To do
Your task is to reproduce exactly the lines from the line with "Please place a point on every instance of the white lace" through the end of the records below.

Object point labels

++++++

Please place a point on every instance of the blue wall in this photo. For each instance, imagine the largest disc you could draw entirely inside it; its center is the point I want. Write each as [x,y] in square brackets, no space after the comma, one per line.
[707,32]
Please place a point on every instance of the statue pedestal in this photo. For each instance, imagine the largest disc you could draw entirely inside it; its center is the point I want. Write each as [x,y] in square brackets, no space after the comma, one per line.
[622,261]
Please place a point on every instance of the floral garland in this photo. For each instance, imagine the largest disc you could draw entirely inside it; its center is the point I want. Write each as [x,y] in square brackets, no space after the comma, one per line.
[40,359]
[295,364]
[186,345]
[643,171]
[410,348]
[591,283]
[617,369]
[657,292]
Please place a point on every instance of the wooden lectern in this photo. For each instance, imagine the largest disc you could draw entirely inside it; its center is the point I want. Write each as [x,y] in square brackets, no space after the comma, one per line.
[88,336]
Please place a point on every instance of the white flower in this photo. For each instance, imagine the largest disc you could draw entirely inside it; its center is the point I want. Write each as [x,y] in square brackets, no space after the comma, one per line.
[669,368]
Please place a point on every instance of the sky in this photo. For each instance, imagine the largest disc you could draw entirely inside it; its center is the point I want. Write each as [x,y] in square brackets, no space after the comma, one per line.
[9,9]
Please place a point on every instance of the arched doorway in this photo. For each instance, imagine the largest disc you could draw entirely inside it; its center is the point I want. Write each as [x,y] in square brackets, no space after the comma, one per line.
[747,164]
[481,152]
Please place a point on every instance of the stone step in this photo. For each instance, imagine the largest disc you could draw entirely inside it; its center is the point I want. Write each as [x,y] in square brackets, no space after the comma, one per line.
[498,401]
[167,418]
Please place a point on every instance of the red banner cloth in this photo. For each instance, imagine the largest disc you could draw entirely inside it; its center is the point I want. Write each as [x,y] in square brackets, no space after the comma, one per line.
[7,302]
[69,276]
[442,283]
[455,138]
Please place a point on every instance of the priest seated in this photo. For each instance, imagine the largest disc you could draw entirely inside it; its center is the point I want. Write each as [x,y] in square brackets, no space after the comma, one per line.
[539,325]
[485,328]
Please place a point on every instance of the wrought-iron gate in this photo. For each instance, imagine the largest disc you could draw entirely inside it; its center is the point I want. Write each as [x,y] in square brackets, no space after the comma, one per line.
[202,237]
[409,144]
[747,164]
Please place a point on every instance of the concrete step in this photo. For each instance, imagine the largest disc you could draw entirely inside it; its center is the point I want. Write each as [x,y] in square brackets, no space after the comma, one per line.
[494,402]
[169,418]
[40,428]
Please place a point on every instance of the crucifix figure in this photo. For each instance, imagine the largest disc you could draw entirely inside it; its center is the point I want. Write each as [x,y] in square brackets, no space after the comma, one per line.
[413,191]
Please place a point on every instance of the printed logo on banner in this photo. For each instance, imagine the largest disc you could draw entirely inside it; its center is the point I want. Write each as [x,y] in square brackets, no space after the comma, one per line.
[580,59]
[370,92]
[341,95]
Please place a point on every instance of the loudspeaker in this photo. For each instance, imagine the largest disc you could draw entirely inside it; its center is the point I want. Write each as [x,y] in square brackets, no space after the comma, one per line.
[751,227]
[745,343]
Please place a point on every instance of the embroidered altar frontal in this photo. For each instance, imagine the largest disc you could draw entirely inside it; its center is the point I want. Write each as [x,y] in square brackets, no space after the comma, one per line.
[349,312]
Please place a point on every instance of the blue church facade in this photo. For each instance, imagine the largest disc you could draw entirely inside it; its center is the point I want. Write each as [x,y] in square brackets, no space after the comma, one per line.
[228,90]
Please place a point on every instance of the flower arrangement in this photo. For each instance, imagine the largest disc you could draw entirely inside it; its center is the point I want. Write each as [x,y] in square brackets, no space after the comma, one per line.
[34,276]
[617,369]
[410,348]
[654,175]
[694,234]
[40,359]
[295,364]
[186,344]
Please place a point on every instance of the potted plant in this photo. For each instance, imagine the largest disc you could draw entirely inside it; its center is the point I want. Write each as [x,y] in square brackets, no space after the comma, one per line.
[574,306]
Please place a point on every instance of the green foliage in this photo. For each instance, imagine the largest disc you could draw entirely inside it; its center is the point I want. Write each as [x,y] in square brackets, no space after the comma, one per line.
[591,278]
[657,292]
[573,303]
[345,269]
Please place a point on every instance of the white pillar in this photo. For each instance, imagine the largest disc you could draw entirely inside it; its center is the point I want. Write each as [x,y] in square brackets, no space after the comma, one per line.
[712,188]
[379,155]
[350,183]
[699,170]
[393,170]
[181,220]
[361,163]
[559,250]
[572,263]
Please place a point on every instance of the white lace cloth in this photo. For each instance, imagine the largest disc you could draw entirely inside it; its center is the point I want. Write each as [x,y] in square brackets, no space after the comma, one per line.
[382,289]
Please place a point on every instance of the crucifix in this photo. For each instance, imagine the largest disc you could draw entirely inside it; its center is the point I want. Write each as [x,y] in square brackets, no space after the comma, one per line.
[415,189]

++++++

Reply
Please place a point on every instance of the white lace cloth in this photo. For each instance, imagine the largest disc you could draw entirely inside it; its center is the point I want. Write each as [x,y] in square brackets, no space after the comma, one per line.
[382,289]
Please place a point on every instance of the crucifix in this photo. For each instance, imagine the largest disc you could draw entirely inside it; its center is the point I want. Write each as [x,y] in square brackets, no space after the comma, one per line.
[415,189]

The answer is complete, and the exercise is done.